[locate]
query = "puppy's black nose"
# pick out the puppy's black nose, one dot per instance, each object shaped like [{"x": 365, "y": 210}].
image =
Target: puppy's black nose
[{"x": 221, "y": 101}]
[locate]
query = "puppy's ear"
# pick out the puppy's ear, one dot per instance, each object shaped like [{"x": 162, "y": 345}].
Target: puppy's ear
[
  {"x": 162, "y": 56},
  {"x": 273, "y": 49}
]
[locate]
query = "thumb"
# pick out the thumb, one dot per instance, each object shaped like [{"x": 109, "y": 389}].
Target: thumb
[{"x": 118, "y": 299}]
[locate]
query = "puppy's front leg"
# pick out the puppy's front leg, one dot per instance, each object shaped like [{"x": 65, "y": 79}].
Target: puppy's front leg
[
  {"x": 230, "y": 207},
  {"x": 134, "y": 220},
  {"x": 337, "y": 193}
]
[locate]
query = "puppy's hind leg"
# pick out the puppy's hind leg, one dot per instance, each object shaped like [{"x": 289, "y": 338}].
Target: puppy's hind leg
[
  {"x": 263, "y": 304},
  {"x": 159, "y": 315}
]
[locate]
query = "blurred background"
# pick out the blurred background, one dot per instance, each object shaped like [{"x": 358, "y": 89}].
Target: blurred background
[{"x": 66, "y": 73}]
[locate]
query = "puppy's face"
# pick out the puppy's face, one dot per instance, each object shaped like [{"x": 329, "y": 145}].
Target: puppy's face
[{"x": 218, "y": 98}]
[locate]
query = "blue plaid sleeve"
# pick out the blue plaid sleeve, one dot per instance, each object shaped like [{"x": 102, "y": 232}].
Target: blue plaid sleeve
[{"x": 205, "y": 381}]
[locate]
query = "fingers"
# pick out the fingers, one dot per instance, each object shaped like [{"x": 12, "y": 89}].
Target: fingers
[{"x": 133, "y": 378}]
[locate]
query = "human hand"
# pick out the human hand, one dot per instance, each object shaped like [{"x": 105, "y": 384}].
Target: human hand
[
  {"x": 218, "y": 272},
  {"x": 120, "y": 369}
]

-----

Copy each line of the data exactly, leaving nothing out.

ANSWER TO THE EXERCISE:
[locate]
query = "puppy's black nose"
# pick out the puppy's black nose, one dot per instance, each object shaped like [{"x": 365, "y": 210}].
image =
Target: puppy's black nose
[{"x": 221, "y": 101}]
[locate]
query = "puppy's ear"
# pick out the puppy's ear, one dot per instance, each object shaped like [{"x": 162, "y": 345}].
Target: puppy's ear
[
  {"x": 162, "y": 56},
  {"x": 273, "y": 49}
]
[locate]
query = "thumb"
# pick out the thumb, one dot per instance, each object shaped like [{"x": 109, "y": 389}].
Target: thumb
[{"x": 118, "y": 299}]
[locate]
query = "puppy's front leg"
# pick out the puppy's front leg, one dot per instance, each object shaped like [{"x": 65, "y": 79}].
Target: puppy's front leg
[
  {"x": 230, "y": 207},
  {"x": 134, "y": 220},
  {"x": 337, "y": 193}
]
[locate]
query = "puppy's hind leg"
# pick out the puppy's hind leg, one dot per instance, each object shaped like [{"x": 289, "y": 338}].
Target: puppy's hind leg
[
  {"x": 263, "y": 304},
  {"x": 159, "y": 315}
]
[locate]
query = "blurred background"
# pick out the blurred background, one dot per instance, each object shaped like [{"x": 358, "y": 89}].
Target: blurred background
[{"x": 66, "y": 73}]
[locate]
query = "puppy's face"
# pick out the puppy's face, one dot per instance, each object shaped like [{"x": 329, "y": 145}].
Target: puppy's face
[{"x": 218, "y": 98}]
[locate]
query = "blue plaid sleeve"
# pick out the blue plaid sleeve, one dot per instance, each object shaped like [{"x": 102, "y": 232}].
Target: blue plaid sleeve
[{"x": 205, "y": 381}]
[locate]
query = "fingers"
# pick out the fingers, one dot per instance, each object shaped like [{"x": 12, "y": 89}].
Target: fingers
[{"x": 133, "y": 378}]
[locate]
query = "human hand"
# pick out the human hand, one dot per instance, each object shaped like [{"x": 105, "y": 384}].
Target: human hand
[
  {"x": 218, "y": 272},
  {"x": 120, "y": 369}
]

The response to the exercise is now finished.